Records from a collection:
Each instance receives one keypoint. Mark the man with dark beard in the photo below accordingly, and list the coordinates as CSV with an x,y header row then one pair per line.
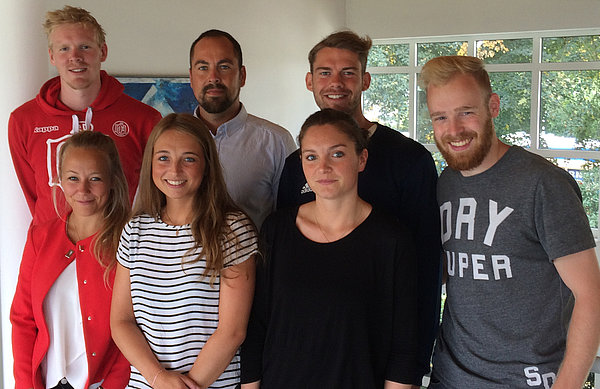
x,y
399,178
517,245
252,150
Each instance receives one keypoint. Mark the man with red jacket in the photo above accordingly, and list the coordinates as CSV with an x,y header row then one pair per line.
x,y
82,97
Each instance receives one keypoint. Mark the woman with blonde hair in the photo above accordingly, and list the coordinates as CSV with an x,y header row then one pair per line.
x,y
60,312
185,278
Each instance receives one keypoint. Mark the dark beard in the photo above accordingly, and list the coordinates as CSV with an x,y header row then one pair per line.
x,y
215,105
475,157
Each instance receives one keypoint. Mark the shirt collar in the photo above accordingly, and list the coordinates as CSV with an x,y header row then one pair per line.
x,y
232,126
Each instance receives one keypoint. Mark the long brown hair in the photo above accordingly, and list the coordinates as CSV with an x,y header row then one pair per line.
x,y
117,210
212,202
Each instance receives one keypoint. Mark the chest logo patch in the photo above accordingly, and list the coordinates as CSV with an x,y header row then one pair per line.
x,y
120,128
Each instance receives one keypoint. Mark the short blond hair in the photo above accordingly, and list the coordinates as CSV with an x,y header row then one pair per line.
x,y
73,15
440,70
347,40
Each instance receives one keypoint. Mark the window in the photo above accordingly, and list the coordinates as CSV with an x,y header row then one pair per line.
x,y
549,87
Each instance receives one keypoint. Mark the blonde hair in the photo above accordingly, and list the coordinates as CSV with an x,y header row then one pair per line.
x,y
117,210
440,70
347,40
73,15
212,202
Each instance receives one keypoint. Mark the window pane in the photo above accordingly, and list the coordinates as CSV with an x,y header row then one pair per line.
x,y
427,51
388,55
571,49
570,110
513,123
424,128
386,100
505,50
587,174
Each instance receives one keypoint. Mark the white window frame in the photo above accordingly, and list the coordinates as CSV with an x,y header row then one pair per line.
x,y
536,67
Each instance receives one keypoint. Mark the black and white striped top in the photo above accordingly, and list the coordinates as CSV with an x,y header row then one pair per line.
x,y
176,308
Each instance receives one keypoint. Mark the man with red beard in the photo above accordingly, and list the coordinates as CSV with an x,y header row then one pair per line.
x,y
517,245
399,178
81,97
252,150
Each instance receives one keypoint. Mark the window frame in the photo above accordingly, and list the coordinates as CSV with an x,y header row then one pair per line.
x,y
535,67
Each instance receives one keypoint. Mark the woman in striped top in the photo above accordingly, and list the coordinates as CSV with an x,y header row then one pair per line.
x,y
185,277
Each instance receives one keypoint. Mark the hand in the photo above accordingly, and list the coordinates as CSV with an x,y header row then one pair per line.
x,y
174,380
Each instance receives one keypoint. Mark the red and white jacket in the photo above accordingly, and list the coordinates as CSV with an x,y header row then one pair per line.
x,y
47,253
38,128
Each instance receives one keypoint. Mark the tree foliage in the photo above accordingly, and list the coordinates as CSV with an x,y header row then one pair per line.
x,y
570,99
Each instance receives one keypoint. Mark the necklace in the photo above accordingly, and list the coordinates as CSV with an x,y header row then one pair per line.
x,y
355,222
72,230
168,220
321,228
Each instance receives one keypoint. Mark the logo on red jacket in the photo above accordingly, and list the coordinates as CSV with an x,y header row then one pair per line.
x,y
120,128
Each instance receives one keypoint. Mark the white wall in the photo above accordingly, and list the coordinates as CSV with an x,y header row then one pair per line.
x,y
22,70
415,18
153,37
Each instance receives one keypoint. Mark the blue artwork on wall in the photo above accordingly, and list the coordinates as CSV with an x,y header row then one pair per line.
x,y
165,94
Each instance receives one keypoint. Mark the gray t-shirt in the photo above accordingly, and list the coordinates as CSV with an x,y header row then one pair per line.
x,y
507,310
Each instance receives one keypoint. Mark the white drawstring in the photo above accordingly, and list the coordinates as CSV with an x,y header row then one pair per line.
x,y
87,125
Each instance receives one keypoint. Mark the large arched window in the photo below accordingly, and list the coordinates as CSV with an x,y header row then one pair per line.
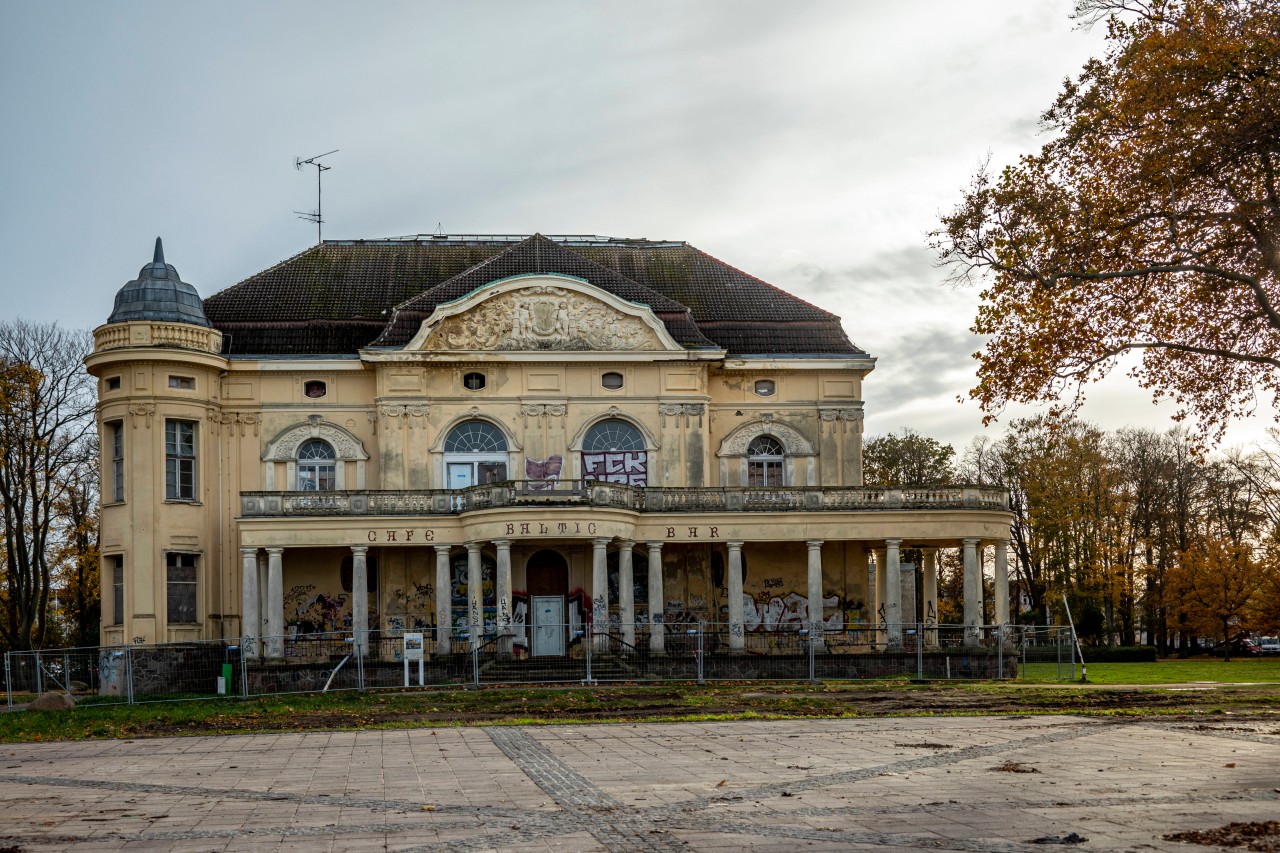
x,y
615,451
612,434
316,466
475,452
766,463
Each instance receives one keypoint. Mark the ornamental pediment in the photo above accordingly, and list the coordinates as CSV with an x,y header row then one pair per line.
x,y
542,313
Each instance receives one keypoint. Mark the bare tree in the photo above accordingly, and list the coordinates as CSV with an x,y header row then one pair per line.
x,y
46,416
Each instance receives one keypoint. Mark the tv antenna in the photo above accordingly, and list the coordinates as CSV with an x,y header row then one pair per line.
x,y
320,169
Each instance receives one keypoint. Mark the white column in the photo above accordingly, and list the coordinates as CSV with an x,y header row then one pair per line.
x,y
657,600
248,602
736,638
626,593
1001,585
972,593
503,593
894,592
274,602
814,582
443,601
360,597
931,597
261,596
599,593
475,594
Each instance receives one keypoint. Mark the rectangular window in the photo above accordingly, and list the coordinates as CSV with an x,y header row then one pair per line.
x,y
117,591
115,433
179,460
181,591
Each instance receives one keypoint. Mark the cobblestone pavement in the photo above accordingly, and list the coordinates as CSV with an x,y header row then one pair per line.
x,y
940,784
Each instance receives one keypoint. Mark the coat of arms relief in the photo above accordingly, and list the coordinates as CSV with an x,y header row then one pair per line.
x,y
543,318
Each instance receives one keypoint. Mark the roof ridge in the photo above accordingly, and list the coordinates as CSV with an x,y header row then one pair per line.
x,y
772,287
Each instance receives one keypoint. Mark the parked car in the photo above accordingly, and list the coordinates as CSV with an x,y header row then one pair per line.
x,y
1242,646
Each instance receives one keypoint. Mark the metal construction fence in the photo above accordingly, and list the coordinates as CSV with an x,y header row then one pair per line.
x,y
696,652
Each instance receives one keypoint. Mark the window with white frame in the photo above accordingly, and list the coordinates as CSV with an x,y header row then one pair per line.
x,y
179,460
181,588
115,434
766,463
615,451
316,466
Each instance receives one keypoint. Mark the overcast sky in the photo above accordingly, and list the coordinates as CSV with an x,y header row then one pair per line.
x,y
810,144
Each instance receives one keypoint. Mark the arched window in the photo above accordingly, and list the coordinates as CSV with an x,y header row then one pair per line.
x,y
764,463
612,436
475,452
613,451
316,466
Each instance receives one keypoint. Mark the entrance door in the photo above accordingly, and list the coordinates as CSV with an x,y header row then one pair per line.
x,y
548,625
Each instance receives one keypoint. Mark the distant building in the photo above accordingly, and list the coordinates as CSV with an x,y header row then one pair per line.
x,y
528,433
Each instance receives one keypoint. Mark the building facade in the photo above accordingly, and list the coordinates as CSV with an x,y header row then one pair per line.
x,y
512,437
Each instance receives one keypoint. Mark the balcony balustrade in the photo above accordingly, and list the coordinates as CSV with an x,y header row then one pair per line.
x,y
597,493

Short task
Without including any pictures, output all the entries above exactly.

Finished answer
Each instance receives one keypoint. Mark the man with dark beard in the photo below accordingly, and list the coordinates as CSV with an x,y header row then one pair per line.
x,y
399,178
517,245
252,150
Each instance receives one keypoint. Mark the man with red jacket in the photo above accordingly, and list the coordinates as CSV with an x,y header row then one pair per line.
x,y
82,97
Each instance receives one keypoint. Mark the woman with blonde hair in the photo above accordingly, and list the coordinates as CSV with an x,y header row then one pair per line.
x,y
60,312
185,278
Each instance receives one keypoint. Mark the dark beard in the photo above accordingly, and list the coordinates as CSV with an x,y header row then one pair per line.
x,y
215,105
475,157
Each instance receives one keypoint. Mark the shirt collar in the photo above accordingly, and list the coordinates as CSV with an x,y header row then one pair per line.
x,y
232,126
Each instance receives one keypoint. Mark the long brown hair in the photo above accordingly, and list the coordinates as CSV with an x,y header row then one pair per line.
x,y
117,210
212,202
Each instance receives one keypoint. Mark the chest logo patch in the photo above accordingly, and list the coordinates as CSV with an x,y header row then one pair per line.
x,y
120,128
Each instance receives one keypoint. Mark the short blond hair in the photo above accordingly, and list the coordinates as CSV with an x,y header row then one pair per line.
x,y
73,15
440,70
347,40
Each instance receives one keypoint. Mark the window in the photo above accordingly, and list the coordinates as CSV with an x,y header row then one pair per line.
x,y
549,87
Each instance receives one keypoint. Mark the blonde hair in the photo above accordingly, and list the coordinates as CSV with an x,y header row then one pair per line.
x,y
117,210
440,70
347,40
73,15
212,202
Each instance receives one keypoint. Mark the window pane in the photo above accordingly, and list the coordinates as CSV with an x,y header row then one pair per line.
x,y
427,51
388,55
571,49
570,110
513,123
424,128
386,100
505,50
587,174
Each instance receives one keypoint. Mark the white window frame in the photo above accordingly, and list the coordinates as CSV with an x,y header row then one pair per line.
x,y
536,67
Each instance receives one keypoint. Mark the black and white striped top in the photo above accordingly, and list the coordinates as CSV with an x,y header row then one pair per line.
x,y
176,308
Each instance receives one keypoint. Mark the man with red beard in the photo above accordingly, and list the coordinates as CSV with an x,y header row then one pair per line.
x,y
517,245
399,178
81,97
252,150
Each instance receives one keypoint. Mark the window frame in the photo above accordingly, and list the coordinates as CSV with an x,y header row then one pair per line.
x,y
535,67
Each instance receives one keypoint. Mark the woman in striped top in the photo above accordingly, and list the coordinates as CSV with an x,y header row then one pair per line.
x,y
185,277
Each instance receives one keypoint. Mark the hand in the photo above accordingly, and list the coordinates as CSV with an x,y header row then one pair per line.
x,y
174,380
Each instance receives one keypoint. Mark the red and white jacket in the photo above accordingly, and list the coordinates as CSV with an x,y header row then one pair per line.
x,y
47,253
38,128
Each instance receives one keypoint. Mark the tree foliage in the photo above accordingly, and list the coordinates as CSV with an x,y header row then one pair per line.
x,y
570,99
Each instance receives one keypoint. Mark the necklace in the photo above accordingly, and list the coordinates as CSV with an x,y header row then one pair per line.
x,y
355,222
72,230
168,220
321,228
Each instance receives one keypoint. Mark the logo on red jacket in the photo above accordingly, and list the coordinates as CSV with an x,y header row then one pair per line.
x,y
120,128
Each instance receives one keypoint. Mark the white wall in the photo above accordingly, and list the coordinates as CSV with an x,y header row then one pair per line.
x,y
22,70
415,18
153,37
Each instance receives one keypoint. Mark the blue artwork on wall in the photo above accordingly, and list the coordinates as CSV with an x,y header row then one pair per line.
x,y
165,94
Each instance receives one keypoint. Mark the gray t-shirt in the photo above accordingly, and list the coordinates as CSV with an x,y header row then one pair per line.
x,y
507,310
Each instance receives one keypoint. Mark the white drawstring in the photo above accordingly, and list the coordinates as CSV with an x,y header row then one pair per line.
x,y
87,125
Each instance receives one keypoint. Mark the large arched window in the photo below accordingly, and list the coordinates as CSV with an x,y header row then one pair per line.
x,y
615,451
612,434
316,466
475,452
766,463
Each instance receives one keypoint. Mark the ornamental pediment in the photo above accordingly, and list the coordinates as CSV with an x,y header row then one pair per line.
x,y
542,313
Each instance receives one keypoint. Mark the bare tree in the photo above accordingly, and list the coordinates as CSV with an x,y header row then one pair per line.
x,y
46,416
Each instance receives one keypoint. Mark the tv antenna in the photo above accordingly, and list the coordinates as CSV with an x,y header row then one pair per line.
x,y
320,169
Each instance receives one keypoint. Mark the white column in the photo above accordingly, and list the coordinates as CSV with an x,y header row then one pair per line.
x,y
657,600
248,602
736,638
626,593
1001,585
972,593
503,593
894,592
274,602
814,582
443,601
360,597
931,597
261,596
599,593
475,594
Each instance receives one keypoint. Mark the rectangular window in the photo above accordingly, and list the coordinates as CSV with an x,y header row then one pair per line.
x,y
117,591
115,433
179,460
181,591
Each instance receives one keypoint. Mark the cobblestone pavement in the photo above accordingly, and list the coordinates as CSV with an x,y header row then one pair per line.
x,y
940,784
Each instance receives one keypoint. Mark the coat of arms relief in the photo above accordingly, and list the coordinates as CSV with an x,y header row then one pair per line.
x,y
543,318
Each instance receives one keypoint. Mark the roof ridge in the photo above accordingly, and list the coordinates as CSV with an x,y header row then one pair per line.
x,y
772,287
Each instance receives one keypoint. Mark the parked car in the photo above accordingly, and list the coordinates as CSV with an x,y header row then one pair per line.
x,y
1242,646
Each instance receives one keypoint. Mark the metal construction fence in the photo above accordingly, and list the coordinates as CSV with an x,y header row then one pair per line.
x,y
696,652
Each instance receives one keypoint. Mark the window with white frame in the photo above accordingly, and list the coordinates as CSV with an x,y header row then one pair per line.
x,y
179,460
181,588
115,434
766,463
615,451
316,466
Each instance receives one keypoint. Mark the overcast sky in the photo above accordingly, and list the coordinates as CSV with an x,y header row then one pair per line.
x,y
810,144
Each instance receives one keypoint. Mark the arched window in the photo above accordingly, and list the coordinates as CSV with an x,y header row then one pair per line.
x,y
764,463
612,436
475,452
613,451
316,466
Each instance receives one keypoint. Mark the entrance door in the photo above accordingly, and list the coordinates as CSV with an x,y header row then one pair per line.
x,y
548,625
Each instance receives one keypoint. Mark the distant building in the photo above accordingly, and list the coordinates as CSV with an x,y header row then one pair per line.
x,y
528,433
Each instance receives one keypoint. Mark the building facade in the photo above accordingly, and list the coordinates as CSV with an x,y header row then one pair per line.
x,y
512,437
Each instance receives one keypoint. Mark the balcony balustrade in the photo above accordingly, and list the coordinates as CSV with an x,y header row then one pair per line.
x,y
597,493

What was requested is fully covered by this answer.